━━━━━ Exercise data ━━━━━

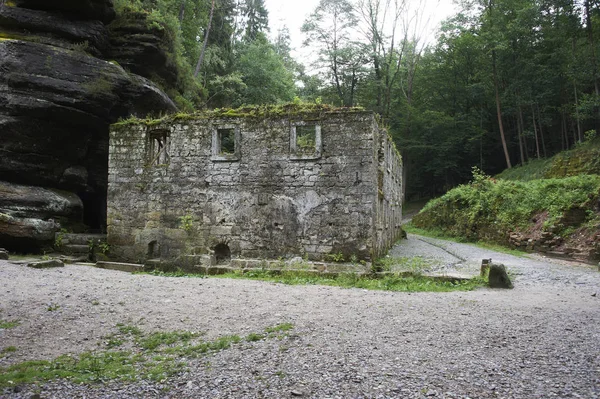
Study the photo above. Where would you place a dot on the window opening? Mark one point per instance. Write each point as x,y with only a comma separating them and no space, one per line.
226,139
222,254
306,139
159,148
153,250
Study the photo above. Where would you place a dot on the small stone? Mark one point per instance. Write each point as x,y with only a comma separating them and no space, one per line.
498,278
45,264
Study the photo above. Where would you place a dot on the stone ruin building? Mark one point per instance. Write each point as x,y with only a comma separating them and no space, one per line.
208,188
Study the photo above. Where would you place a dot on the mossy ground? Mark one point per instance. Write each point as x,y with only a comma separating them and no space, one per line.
154,356
389,282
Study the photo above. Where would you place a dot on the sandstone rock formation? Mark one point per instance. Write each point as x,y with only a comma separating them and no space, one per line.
61,85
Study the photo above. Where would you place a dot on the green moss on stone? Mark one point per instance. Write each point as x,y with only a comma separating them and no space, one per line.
258,112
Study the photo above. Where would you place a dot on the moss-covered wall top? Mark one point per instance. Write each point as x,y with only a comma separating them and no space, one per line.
259,182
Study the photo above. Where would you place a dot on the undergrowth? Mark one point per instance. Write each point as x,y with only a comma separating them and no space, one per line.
436,233
583,159
154,356
487,209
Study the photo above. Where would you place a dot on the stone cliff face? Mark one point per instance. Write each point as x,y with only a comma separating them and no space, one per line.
61,85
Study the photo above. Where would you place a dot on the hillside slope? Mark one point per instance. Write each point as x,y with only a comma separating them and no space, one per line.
558,216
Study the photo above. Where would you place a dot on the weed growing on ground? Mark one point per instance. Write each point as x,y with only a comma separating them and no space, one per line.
52,307
6,324
155,356
390,282
8,349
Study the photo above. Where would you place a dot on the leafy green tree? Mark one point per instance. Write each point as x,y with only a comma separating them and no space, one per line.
341,59
266,79
256,19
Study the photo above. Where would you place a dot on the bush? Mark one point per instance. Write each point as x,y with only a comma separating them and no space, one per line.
487,208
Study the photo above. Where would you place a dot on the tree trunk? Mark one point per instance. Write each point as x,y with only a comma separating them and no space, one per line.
181,11
525,148
588,20
537,142
201,58
541,130
499,111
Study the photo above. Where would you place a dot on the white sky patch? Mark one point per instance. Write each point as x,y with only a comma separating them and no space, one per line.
293,13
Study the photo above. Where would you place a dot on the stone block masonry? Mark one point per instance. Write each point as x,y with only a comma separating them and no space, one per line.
323,185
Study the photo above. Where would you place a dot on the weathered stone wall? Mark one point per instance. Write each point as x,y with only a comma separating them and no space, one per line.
388,219
265,200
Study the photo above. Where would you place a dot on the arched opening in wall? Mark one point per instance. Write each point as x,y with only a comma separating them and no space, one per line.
222,254
153,250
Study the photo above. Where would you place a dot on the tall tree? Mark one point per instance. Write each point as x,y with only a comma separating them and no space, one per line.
329,29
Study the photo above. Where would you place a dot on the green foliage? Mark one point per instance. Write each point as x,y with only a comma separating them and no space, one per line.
52,307
584,159
338,257
265,77
58,239
129,330
6,324
186,222
156,357
349,280
488,208
8,349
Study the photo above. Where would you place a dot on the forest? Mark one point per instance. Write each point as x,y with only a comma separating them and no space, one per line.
505,81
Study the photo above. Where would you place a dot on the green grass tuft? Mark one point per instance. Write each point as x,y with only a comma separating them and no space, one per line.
7,324
155,356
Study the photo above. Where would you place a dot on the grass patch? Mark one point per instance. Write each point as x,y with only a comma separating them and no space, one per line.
7,324
154,356
389,282
8,349
392,282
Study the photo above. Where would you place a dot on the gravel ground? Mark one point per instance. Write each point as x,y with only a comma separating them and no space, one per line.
539,340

━━━━━

What this task involves: Set down all the data again exactly as above, pictures excluded.

Exercise solution:
Study the photo above. Where would you place a dot on the window opening? Mark one point per instance. Write each point as x,y with only a comma separating them and no space, one per line.
226,139
222,254
306,139
159,148
153,250
Study the photo above. Where would you place a dot on the small stone? Mark one point per instance. Write each point as x,y with only a comma separating them and no space, one per line.
498,278
45,264
Study the photo above. Where would you place a dot on the stone ruin building? Mark one point per instance. Write each point as x,y with only a comma separating them and no space, one per line.
208,188
Study the photo above. Where would you place a dot on the mossy ground? Mark one point per instance. Write each point as x,y with only a comma separating them and no space, one per line.
154,356
389,282
Study the photo above. Where would you place a dot on the sandstone rock formation? Mark one point per instance. Write each point as x,y with only a comma separating them and no space, one per line.
61,85
Study the photo above. Where would you place a dot on the green moss on stone? Mark one point per instance. Write each point as x,y with only a comma separating them and no space, one per line.
258,112
Study the photo above. Where would you place a dot on the moss-covered wall top? Mark one point per instance. Write each point as x,y with only a comma separating them and no space, one per line.
259,182
Study the photo above. Where would you place a dot on the undergrowth? Mark one point per instance. Write each point as x,y with only a comma separating them and no space, one per line.
436,233
583,159
154,356
487,209
Study the photo above. Where would you place a dot on the stone cliff face? Mark one point per instance. Write each point as x,y with only a comma separating them and no space, one per line.
61,85
Study the photo above. Where would you place a dot on the hillside slope? Mark one point per instance. Write each point as x,y with only a comma separating them and no space, one per line.
558,216
Study the photo above. Where would you place a dot on the weed growing on ground? Mark one point per instance. Write each point as x,y with only a comma separating them and no space, one per line.
52,307
6,324
155,356
390,282
8,349
Study the photo above. Where would you place a dot on the leafy green tree? Mark one point per instance. Write each point as x,y with only a comma separating them and no space, one per line.
341,59
266,79
256,19
Study the photo above. Where would you place a dot on the bush? Mark one point per instance. Write each point as x,y with only a comma separating them and no space, one per line.
487,208
Study the photo above. Where would you place a dot on the tree trunk? Mark one point per instance. Write each point as x,y with only a comma separating them and no space, one per line.
181,11
525,148
588,20
537,142
201,58
541,130
499,111
Study the photo above. Where would you place a dot on the white sky patch? Mark one point per instance. Write each point as x,y with only a comma separating them and no space, one per line.
293,13
Study the photo above. Where would you place a dot on the stone block masonry? Mark one point per instance. Write each point as x,y with only a comma separating them and no space, one per line.
323,185
Study the photo above. Where would you place a dot on the weathered stone wall? Mark one point per instance. Write each point as x,y with only a comma separating them and no space, one per line.
388,219
265,200
Study the photo above. Where would you place a dot on the arched opening in wall? Mark one point per instance. Write each point as x,y with only a comma separating them and no space, one per line.
222,254
153,250
Study the photo above. Where would you place a dot on the tall tree? Mark one point per instance. Write each point as x,y with only a comma separating them and no space, one per line.
329,29
Study the photo above. Where would you place a dot on the green foliage? Mark one point per instance. Write each point as x,y with only a comma separating them and no space, one per line.
52,307
584,159
338,257
265,77
58,239
129,330
6,324
186,222
156,357
349,280
488,208
8,349
Study the photo above. Where would you place a dot on the forest? Mark one point per instance. Write each point as x,y with only a comma separating them and no space, one per line.
505,81
Study the photo above. Where would you place a dot on the green grass tuft? Mark one point per instance. Write each point as x,y with only a comma separating them and no space, one per line.
7,324
155,356
Study the photo above. Where would you place a dot on the grass patch? Mark one point per instance. Write each point as x,y with only a comma separating them and no space, one per line.
7,324
154,356
389,282
8,349
392,282
Study the photo above. Where would you place a dot on the gravel ground? Mark one point per instance. Write each point as x,y with only a comma separating them and no space, one per line.
539,340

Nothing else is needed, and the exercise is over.